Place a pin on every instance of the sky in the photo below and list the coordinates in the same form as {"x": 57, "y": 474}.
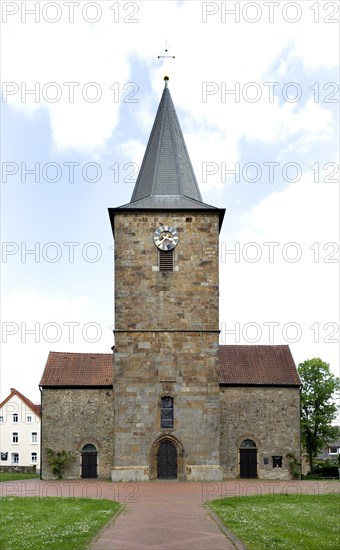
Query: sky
{"x": 255, "y": 86}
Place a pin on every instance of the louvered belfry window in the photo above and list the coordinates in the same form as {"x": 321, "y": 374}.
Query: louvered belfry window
{"x": 166, "y": 260}
{"x": 167, "y": 412}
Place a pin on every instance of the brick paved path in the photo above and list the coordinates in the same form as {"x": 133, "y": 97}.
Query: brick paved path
{"x": 163, "y": 515}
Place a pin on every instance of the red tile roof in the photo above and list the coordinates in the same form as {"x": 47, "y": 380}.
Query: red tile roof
{"x": 239, "y": 365}
{"x": 33, "y": 406}
{"x": 77, "y": 369}
{"x": 258, "y": 365}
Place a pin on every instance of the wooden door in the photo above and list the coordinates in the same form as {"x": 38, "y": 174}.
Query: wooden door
{"x": 167, "y": 461}
{"x": 89, "y": 464}
{"x": 248, "y": 463}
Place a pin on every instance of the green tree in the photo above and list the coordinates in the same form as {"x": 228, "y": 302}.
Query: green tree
{"x": 318, "y": 408}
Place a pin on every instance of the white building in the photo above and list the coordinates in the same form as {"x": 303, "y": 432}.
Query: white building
{"x": 19, "y": 431}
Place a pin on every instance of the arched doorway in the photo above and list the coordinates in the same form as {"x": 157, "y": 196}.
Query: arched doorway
{"x": 167, "y": 460}
{"x": 89, "y": 464}
{"x": 248, "y": 459}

## Written problem
Write out every line of the data in full, from the line containing "Place a pin on every instance of the green" through the end of the data. Scale only the answer coordinates by multiplying each number by 1.15 and rounding it to a whole number, with halves rounded up. Leave every other number as it is.

## Output below
Place a pin on every instance of the green tree in the photo above and list the coordinates in the same form as {"x": 228, "y": 302}.
Query: green tree
{"x": 366, "y": 469}
Place a pin on every instance of the white building in the photo above and list the coordinates in the same form as {"x": 303, "y": 432}.
Query: white building
{"x": 22, "y": 496}
Place a pin on every instance of the arched doorway in the photo above and list the coordinates in the same form as {"x": 157, "y": 196}.
Query: arched doorway
{"x": 192, "y": 529}
{"x": 102, "y": 534}
{"x": 285, "y": 528}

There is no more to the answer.